# Pid - Ssr - Wiring Help



## neo__04 (27/9/11)

Hey all,

Have received my REX C100 PID - http://www.ebay.com.au/itm/230659507789?ss...984.m1439.l2649
SSR - http://www.ebay.com.au/itm/270724477787?ss...984.m1439.l2649

I havent done any work with SSRs before, and i assumed it would just be a case of 240v in, 240v out.
It seems thats not the case. The standard thing for SSRs seem to be 0-32v In, which is obviously all thats needed to trigger it, then 240v out.

How to i connect an element to the SSR and provide it with 240v?
Am I suppose to have the trigger coming into the SSR from the PID, then loop the output back into the PID and have the heater connected to the pid also? 

Im only guessing here, Im sure it resonably simple. Hopefully someone has done it before and knows where my thinking is wrong.

Thanks heaps


----------



## NickB (27/9/11)

Sorry, very wrong on your guesses.

Consult a qualified electrician.

Cheers


----------



## Pollux (27/9/11)

I guess the best way to start here would be with this simple question.....

Do you know what SSR means without consulting google?


----------



## stuchambers (27/9/11)

The PID is not suited to constant use at higher wattages like a 2400watt element. However by using a SSR you can then use the PID to control these items.
The SSR has a low voltage and a high voltage side as you have discovered. The low voltage side is used to trigger the switching. while the high voltage side is simply what you are switching on. In this way you do not need to run the 240v thats connected to the element into the PID at all.
It is a little bit like the principle of a solenoid.

I am no way a qualified electrician and as others have stated if you dont understand it maybe you shouldnt be trying to do it yourself.

Cheers Stu


----------



## neo__04 (27/9/11)

Thanks for some* of the replies.

For me its all about learning. I wont be wiring the thing myself.
I'll be getting someone at work to do it for me. 
But to make things easy for them and learn a bit about what im doin myself, I like to do a bit of homework.

Instead of wasting there time working it all out for me, I would have liked to go to them and say pid output here, 240v in here, element here, etc etc.
I know 240v can kill, not interested in even touching it. But ill happily buy the parts and explain to someone what I want done, but I like to understand what im explaining.


----------



## Pollux (27/9/11)

I suggest some basic reading up on relays. Hell, even the Narva page on automotive relays will give you an idea.

A SSR is "essentially" a remote switch. you basically cut the active wire on the 240V circuit (i.e where the element is connected) you then connect the ends where you cut to the two 240V point on the SSR. The low voltage side is connected to the switch output pins on the PID, when the PID senses the temp is too low, it sends a current down to the SSR, which switches on allowing the circuit for the element to be effectively reformed in it's uncut state....

▸ What is asked:
A: In the thread, what input voltage range does neo__04 call standard for SSRs?
B: Do these statements agree with the thread? Answer yes or no for each and quote the words that decide it. (i) stuchambers says he is a qualified electrician. (ii) neo__04 plans to wire the parts himself. (iii) Pollux says the low voltage side of the SSR connects to the switch output pins on the PID.
C: List every distinct username that posts in the thread.
Answer from the thread alone.

▸ Supplied material:
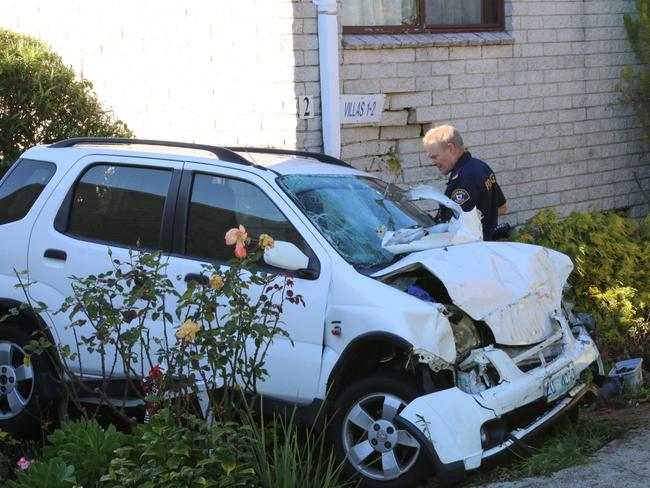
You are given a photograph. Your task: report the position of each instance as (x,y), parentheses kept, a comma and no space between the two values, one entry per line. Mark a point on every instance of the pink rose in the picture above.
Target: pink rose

▸ Complete answers:
A: 0-32v in.

B:
(i) No: "I am no way a qualified electrician"
(ii) No: "I wont be wiring the thing myself."
(iii) Yes: "The low voltage side is connected to the switch output pins on the PID"

C: neo__04, NickB, Pollux, stuchambers